▶ [EXERCISE OBJECTIVE] Summarize the passage below about No Labels in two sentences.

The four goals are to create 25 million jobs over the next 10 years, secure Social Security and Medicare for the next 75 years, balance the federal budget by 2030 and make America energy secure by 2024.


If they agree to address solutions to these goals within their first 100 days in office, they get the Problem Solver Seal of Approval.


“They’re goals that we can all agree are positive to work towards, and we accept sort of any solutions to it,” Heldreth said. “The goal isn’t to promote one party’s solutions to the problems, but to get everybody’s input so we can come up with the best solution.”


At the No Labels national convention last fall, eight candidates presented the issues they were most passionate about, described how they are a problem solver and were given the Seal of Approval.


“Essentially what No Labels does is inform people on the candidates and direct them to those candidates, so they’re willing to work with other political parties to solve problems,” Heldreth said.


Miller-Gordon said the objective is to promote a spirit of problem solving and encourage students who are hesitant to vote for candidates outside the political party with which they affiliate.

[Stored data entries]
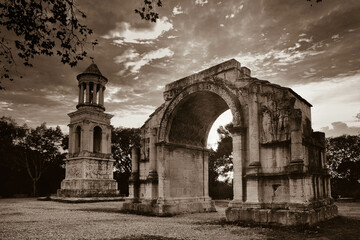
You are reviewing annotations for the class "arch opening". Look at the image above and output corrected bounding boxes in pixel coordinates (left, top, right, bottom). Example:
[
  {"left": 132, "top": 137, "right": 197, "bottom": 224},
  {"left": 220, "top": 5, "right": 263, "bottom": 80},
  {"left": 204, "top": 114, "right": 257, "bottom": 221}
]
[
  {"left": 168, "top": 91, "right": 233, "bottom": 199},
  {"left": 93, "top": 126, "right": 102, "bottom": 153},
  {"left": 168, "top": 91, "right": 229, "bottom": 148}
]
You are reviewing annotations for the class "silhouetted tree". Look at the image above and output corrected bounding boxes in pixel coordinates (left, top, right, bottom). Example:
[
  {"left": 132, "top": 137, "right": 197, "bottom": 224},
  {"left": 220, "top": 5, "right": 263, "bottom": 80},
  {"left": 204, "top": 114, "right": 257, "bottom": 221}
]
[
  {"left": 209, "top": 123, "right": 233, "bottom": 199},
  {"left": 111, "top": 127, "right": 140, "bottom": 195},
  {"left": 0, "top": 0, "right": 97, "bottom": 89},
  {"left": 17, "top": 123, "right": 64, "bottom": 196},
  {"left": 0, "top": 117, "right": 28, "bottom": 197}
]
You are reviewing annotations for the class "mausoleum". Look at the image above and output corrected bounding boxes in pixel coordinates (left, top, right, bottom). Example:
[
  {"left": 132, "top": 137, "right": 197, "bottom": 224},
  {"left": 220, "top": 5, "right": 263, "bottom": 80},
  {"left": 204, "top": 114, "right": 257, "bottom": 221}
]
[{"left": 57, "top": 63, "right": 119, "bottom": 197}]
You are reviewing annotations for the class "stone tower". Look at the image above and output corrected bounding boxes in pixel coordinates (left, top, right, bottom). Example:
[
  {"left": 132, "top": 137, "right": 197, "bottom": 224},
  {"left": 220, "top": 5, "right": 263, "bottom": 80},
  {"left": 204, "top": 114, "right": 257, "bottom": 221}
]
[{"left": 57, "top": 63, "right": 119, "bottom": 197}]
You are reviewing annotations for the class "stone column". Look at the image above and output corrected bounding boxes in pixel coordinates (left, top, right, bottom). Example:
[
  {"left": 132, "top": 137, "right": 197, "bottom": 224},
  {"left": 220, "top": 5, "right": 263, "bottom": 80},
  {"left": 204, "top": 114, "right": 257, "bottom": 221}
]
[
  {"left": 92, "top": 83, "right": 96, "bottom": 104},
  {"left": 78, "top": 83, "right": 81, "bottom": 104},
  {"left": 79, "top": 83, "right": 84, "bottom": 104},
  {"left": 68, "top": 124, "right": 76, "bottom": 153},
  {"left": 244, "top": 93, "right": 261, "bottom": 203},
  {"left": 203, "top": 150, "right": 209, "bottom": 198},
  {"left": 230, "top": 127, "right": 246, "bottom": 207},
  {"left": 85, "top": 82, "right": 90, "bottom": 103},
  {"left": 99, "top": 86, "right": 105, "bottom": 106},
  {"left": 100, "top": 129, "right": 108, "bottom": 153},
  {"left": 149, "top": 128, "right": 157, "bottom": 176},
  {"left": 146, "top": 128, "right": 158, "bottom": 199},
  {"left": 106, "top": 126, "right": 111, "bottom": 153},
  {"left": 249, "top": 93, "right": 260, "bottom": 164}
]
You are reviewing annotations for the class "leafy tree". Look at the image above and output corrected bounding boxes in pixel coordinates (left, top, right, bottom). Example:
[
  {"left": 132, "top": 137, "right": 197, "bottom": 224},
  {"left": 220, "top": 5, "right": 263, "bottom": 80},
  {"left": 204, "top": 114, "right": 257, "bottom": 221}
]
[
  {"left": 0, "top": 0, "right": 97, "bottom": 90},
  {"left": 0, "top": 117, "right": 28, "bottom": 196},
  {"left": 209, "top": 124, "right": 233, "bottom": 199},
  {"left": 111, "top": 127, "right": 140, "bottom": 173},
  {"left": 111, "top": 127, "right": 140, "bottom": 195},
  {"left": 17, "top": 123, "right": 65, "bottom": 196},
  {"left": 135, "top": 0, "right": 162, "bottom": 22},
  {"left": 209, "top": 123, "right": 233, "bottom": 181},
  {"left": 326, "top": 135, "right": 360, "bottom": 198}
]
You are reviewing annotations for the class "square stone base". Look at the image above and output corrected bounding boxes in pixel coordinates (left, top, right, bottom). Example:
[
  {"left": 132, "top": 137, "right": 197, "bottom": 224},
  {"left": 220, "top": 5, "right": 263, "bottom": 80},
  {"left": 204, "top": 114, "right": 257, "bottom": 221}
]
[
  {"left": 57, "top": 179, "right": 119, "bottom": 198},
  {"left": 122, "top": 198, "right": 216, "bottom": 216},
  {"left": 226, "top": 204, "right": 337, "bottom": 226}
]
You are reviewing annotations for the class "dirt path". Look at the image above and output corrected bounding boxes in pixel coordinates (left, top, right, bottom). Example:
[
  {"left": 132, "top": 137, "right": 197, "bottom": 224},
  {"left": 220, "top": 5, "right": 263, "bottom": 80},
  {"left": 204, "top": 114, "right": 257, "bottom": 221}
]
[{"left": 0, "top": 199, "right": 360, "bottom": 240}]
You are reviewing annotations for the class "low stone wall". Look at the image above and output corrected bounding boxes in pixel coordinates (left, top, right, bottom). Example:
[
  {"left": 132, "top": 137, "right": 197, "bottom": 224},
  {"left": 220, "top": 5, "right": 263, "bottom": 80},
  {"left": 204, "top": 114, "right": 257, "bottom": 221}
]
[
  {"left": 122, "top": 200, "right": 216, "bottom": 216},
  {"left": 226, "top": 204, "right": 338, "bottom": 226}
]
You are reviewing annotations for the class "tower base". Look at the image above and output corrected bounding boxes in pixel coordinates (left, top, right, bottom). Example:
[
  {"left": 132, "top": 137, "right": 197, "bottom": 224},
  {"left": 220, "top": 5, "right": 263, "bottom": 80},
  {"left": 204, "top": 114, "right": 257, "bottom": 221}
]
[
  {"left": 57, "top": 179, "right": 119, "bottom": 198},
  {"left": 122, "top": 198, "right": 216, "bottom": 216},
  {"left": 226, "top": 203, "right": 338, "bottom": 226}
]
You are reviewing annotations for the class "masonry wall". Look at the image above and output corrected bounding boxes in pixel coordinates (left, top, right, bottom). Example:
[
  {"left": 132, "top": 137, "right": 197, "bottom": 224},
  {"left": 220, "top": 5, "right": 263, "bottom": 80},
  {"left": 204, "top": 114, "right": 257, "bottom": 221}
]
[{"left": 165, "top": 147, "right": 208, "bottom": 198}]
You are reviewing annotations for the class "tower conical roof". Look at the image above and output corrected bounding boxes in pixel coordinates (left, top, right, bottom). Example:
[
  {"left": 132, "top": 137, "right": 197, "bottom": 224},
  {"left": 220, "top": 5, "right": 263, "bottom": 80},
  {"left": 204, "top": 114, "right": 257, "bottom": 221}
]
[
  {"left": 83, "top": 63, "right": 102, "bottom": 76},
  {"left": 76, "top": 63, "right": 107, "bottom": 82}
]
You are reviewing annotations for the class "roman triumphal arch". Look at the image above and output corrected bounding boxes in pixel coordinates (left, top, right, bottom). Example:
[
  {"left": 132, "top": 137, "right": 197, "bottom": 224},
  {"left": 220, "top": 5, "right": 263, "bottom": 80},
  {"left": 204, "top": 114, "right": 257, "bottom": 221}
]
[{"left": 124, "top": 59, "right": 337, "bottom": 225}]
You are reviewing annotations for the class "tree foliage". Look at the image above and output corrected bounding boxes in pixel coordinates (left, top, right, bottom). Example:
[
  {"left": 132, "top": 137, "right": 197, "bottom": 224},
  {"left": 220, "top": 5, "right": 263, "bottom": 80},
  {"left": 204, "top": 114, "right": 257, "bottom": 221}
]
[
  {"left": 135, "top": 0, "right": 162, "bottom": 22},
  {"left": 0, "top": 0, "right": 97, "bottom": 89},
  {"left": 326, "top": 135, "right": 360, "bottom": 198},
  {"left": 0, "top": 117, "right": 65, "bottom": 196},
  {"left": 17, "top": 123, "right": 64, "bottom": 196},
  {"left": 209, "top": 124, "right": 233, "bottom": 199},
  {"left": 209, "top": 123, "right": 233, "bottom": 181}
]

▶ [REPLY TO THE EXERCISE] No Labels has four goals: creating 25 million jobs over the next 10 years, securing Social Security and Medicare for the next 75 years, balancing the federal budget by 2030, and making America energy secure by 2024. Candidates who agree to address solutions to these goals within their first 100 days in office receive the Problem Solver Seal of Approval, and the group accepts solutions from any party while directing people to candidates willing to work with other political parties.